==== MATERIAL PROVIDED ====

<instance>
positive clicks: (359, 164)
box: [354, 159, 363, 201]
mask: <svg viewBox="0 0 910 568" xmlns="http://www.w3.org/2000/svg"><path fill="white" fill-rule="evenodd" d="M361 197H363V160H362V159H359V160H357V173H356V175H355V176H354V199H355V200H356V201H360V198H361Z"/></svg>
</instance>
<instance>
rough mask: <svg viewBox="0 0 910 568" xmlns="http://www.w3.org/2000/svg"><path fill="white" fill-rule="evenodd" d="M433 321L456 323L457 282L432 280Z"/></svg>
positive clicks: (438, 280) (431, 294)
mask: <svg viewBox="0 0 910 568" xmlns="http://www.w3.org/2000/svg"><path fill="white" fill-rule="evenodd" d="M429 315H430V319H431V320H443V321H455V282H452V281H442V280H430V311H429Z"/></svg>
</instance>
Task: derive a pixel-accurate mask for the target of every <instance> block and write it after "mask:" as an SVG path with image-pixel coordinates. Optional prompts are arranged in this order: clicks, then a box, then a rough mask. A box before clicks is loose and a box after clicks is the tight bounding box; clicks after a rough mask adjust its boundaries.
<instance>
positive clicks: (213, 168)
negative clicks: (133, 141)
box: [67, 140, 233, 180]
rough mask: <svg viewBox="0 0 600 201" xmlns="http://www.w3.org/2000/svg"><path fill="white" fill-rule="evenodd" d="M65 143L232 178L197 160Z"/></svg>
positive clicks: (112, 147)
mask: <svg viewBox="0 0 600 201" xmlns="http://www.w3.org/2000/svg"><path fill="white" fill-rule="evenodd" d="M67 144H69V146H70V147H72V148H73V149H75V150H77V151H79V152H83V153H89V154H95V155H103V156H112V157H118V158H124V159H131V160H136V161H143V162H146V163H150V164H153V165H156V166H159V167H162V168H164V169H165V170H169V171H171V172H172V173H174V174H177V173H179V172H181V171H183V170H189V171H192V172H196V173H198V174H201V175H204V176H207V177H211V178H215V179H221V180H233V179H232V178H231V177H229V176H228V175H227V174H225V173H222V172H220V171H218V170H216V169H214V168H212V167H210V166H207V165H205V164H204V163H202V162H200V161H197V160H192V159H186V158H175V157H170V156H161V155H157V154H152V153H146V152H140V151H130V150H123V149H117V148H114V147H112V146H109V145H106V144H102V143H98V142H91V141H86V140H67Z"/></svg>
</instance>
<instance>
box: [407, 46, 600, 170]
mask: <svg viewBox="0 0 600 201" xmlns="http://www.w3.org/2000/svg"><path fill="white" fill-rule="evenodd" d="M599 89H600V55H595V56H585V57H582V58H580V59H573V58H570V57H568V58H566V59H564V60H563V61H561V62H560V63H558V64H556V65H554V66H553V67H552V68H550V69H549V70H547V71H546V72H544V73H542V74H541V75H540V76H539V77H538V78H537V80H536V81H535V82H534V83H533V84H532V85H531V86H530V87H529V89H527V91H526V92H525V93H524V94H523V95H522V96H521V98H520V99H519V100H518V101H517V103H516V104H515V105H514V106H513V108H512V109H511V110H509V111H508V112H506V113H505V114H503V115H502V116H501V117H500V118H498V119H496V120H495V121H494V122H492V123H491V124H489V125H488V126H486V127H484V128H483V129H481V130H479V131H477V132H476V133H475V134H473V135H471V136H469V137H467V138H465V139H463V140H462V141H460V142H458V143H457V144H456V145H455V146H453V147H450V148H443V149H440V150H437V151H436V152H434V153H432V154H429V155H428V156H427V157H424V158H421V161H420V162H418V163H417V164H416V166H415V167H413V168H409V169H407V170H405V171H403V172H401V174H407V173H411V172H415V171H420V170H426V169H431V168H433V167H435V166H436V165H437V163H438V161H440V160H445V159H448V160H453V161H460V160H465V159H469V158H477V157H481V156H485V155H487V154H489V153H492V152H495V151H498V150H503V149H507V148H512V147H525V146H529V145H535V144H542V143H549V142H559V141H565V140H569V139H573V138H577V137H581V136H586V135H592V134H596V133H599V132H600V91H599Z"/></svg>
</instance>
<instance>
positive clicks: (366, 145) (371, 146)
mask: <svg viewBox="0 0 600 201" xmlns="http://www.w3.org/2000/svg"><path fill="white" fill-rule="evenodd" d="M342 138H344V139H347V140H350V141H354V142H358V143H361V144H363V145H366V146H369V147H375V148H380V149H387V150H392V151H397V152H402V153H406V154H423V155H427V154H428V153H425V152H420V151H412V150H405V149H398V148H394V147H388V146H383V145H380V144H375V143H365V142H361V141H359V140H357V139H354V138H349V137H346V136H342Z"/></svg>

====

### PROMPT
Restate the data in full so that no line differs from the original.

### FINAL ANSWER
<instance>
positive clicks: (359, 164)
box: [354, 159, 363, 201]
mask: <svg viewBox="0 0 910 568" xmlns="http://www.w3.org/2000/svg"><path fill="white" fill-rule="evenodd" d="M361 197H363V160H362V159H359V160H357V173H356V175H355V176H354V199H355V200H356V201H360V198H361Z"/></svg>
</instance>
<instance>
rough mask: <svg viewBox="0 0 910 568" xmlns="http://www.w3.org/2000/svg"><path fill="white" fill-rule="evenodd" d="M433 321L456 323L457 282L432 280Z"/></svg>
positive clicks: (438, 280) (431, 294)
mask: <svg viewBox="0 0 910 568" xmlns="http://www.w3.org/2000/svg"><path fill="white" fill-rule="evenodd" d="M429 315H430V319H431V320H443V321H455V282H452V281H442V280H430V311H429Z"/></svg>
</instance>
Task: derive a pixel-accurate mask for the target of every <instance> block and write it after "mask:" as an SVG path with image-pixel coordinates. Optional prompts are arranged in this order: clicks, then a box, then a rough mask. A box before clicks is loose and a box after clicks is the tight bounding box; clicks after a rough mask adjust its boundaries.
<instance>
positive clicks: (213, 168)
negative clicks: (133, 141)
box: [67, 140, 233, 180]
rough mask: <svg viewBox="0 0 600 201" xmlns="http://www.w3.org/2000/svg"><path fill="white" fill-rule="evenodd" d="M65 143L232 178L197 160Z"/></svg>
positive clicks: (112, 147)
mask: <svg viewBox="0 0 600 201" xmlns="http://www.w3.org/2000/svg"><path fill="white" fill-rule="evenodd" d="M67 144H69V146H70V147H72V148H73V149H75V150H77V151H79V152H83V153H89V154H95V155H103V156H112V157H118V158H124V159H131V160H136V161H143V162H146V163H150V164H153V165H156V166H159V167H162V168H164V169H165V170H169V171H171V172H172V173H174V174H177V173H179V172H181V171H183V170H189V171H192V172H196V173H198V174H201V175H204V176H207V177H211V178H215V179H221V180H233V179H232V178H231V177H229V176H228V175H227V174H225V173H222V172H220V171H218V170H216V169H214V168H212V167H210V166H207V165H205V164H204V163H202V162H200V161H197V160H192V159H186V158H175V157H170V156H161V155H157V154H152V153H146V152H140V151H130V150H123V149H117V148H114V147H112V146H109V145H106V144H102V143H98V142H91V141H86V140H67Z"/></svg>
</instance>
<instance>
box: [407, 46, 600, 170]
mask: <svg viewBox="0 0 600 201" xmlns="http://www.w3.org/2000/svg"><path fill="white" fill-rule="evenodd" d="M599 89H600V55H595V56H585V57H582V58H580V59H573V58H570V57H568V58H566V59H564V60H563V61H561V62H560V63H558V64H556V65H554V66H553V67H552V68H550V69H549V70H547V71H546V72H544V73H542V74H541V75H540V76H539V77H538V78H537V80H536V81H535V82H534V83H533V84H532V85H531V86H530V87H529V89H527V91H526V92H525V93H524V94H523V95H522V96H521V98H520V99H519V100H518V101H517V103H516V104H515V105H514V106H513V108H512V109H511V110H509V111H508V112H506V113H505V114H503V115H502V116H501V117H500V118H498V119H496V120H495V121H494V122H492V123H491V124H489V125H488V126H486V127H484V128H483V129H481V130H479V131H477V132H476V133H475V134H473V135H471V136H469V137H467V138H465V139H463V140H462V141H460V142H458V143H457V144H456V145H455V146H453V147H450V148H443V149H440V150H437V151H436V152H434V153H432V154H429V155H428V156H427V157H424V158H421V161H420V162H418V163H417V164H416V166H415V167H413V168H409V169H407V170H405V171H403V172H401V174H407V173H411V172H415V171H420V170H426V169H431V168H433V167H435V166H436V165H437V163H438V161H440V160H445V159H448V160H453V161H460V160H465V159H469V158H477V157H481V156H485V155H487V154H489V153H492V152H495V151H498V150H503V149H507V148H512V147H525V146H529V145H535V144H542V143H549V142H559V141H565V140H569V139H573V138H577V137H581V136H586V135H592V134H596V133H599V132H600V91H599Z"/></svg>
</instance>
<instance>
positive clicks: (366, 145) (371, 146)
mask: <svg viewBox="0 0 600 201" xmlns="http://www.w3.org/2000/svg"><path fill="white" fill-rule="evenodd" d="M342 138H344V139H347V140H350V141H354V142H358V143H361V144H363V145H366V146H369V147H375V148H380V149H387V150H392V151H397V152H402V153H406V154H423V155H427V154H428V153H425V152H420V151H412V150H405V149H398V148H394V147H388V146H383V145H380V144H375V143H365V142H361V141H359V140H357V139H354V138H349V137H346V136H342Z"/></svg>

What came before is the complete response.